Problem description: From the listing below, how many lines hold the word "cloud"? Write only the number.

[Information supplied — start]

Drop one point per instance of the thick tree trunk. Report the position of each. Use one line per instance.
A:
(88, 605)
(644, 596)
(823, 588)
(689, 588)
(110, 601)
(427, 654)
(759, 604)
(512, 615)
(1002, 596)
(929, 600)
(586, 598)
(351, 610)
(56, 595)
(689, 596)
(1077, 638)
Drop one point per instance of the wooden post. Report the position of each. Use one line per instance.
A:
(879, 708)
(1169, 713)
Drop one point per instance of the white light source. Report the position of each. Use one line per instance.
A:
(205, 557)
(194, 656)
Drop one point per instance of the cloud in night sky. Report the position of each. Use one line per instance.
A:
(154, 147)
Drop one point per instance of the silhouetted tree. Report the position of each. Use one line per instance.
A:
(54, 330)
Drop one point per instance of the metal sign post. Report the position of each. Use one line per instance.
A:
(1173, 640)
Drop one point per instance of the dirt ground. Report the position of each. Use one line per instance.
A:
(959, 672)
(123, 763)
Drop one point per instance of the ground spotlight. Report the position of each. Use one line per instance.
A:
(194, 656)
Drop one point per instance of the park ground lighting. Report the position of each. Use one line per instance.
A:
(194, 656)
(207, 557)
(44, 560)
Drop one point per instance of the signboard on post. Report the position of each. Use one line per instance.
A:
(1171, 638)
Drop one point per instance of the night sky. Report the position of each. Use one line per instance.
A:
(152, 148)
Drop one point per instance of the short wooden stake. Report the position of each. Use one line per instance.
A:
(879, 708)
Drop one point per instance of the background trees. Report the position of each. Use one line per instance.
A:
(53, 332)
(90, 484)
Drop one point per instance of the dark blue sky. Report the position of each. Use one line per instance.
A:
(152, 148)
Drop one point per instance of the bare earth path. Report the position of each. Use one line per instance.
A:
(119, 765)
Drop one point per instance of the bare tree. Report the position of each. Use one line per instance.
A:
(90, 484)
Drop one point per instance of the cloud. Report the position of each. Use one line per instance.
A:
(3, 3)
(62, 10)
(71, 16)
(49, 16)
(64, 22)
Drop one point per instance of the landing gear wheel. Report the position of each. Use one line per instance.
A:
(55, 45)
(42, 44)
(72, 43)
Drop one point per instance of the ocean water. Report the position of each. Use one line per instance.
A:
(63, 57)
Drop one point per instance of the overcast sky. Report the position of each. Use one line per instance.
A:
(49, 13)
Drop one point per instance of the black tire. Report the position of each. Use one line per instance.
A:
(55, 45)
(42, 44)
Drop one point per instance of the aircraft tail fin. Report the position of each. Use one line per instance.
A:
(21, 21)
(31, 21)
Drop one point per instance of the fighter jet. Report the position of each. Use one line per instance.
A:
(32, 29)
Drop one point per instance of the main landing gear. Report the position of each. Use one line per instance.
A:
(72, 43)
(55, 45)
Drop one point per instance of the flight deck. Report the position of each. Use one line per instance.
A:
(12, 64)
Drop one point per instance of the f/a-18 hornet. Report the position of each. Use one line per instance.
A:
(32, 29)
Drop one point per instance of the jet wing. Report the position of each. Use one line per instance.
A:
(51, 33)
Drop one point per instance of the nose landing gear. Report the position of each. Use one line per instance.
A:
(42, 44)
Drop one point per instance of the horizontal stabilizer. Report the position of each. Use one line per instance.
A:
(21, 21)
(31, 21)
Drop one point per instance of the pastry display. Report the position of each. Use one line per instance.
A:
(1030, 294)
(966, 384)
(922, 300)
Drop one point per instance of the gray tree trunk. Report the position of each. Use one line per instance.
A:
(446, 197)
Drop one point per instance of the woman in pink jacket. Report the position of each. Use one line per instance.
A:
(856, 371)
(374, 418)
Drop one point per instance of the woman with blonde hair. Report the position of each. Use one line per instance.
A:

[Information supplied — finish]

Task answer: 2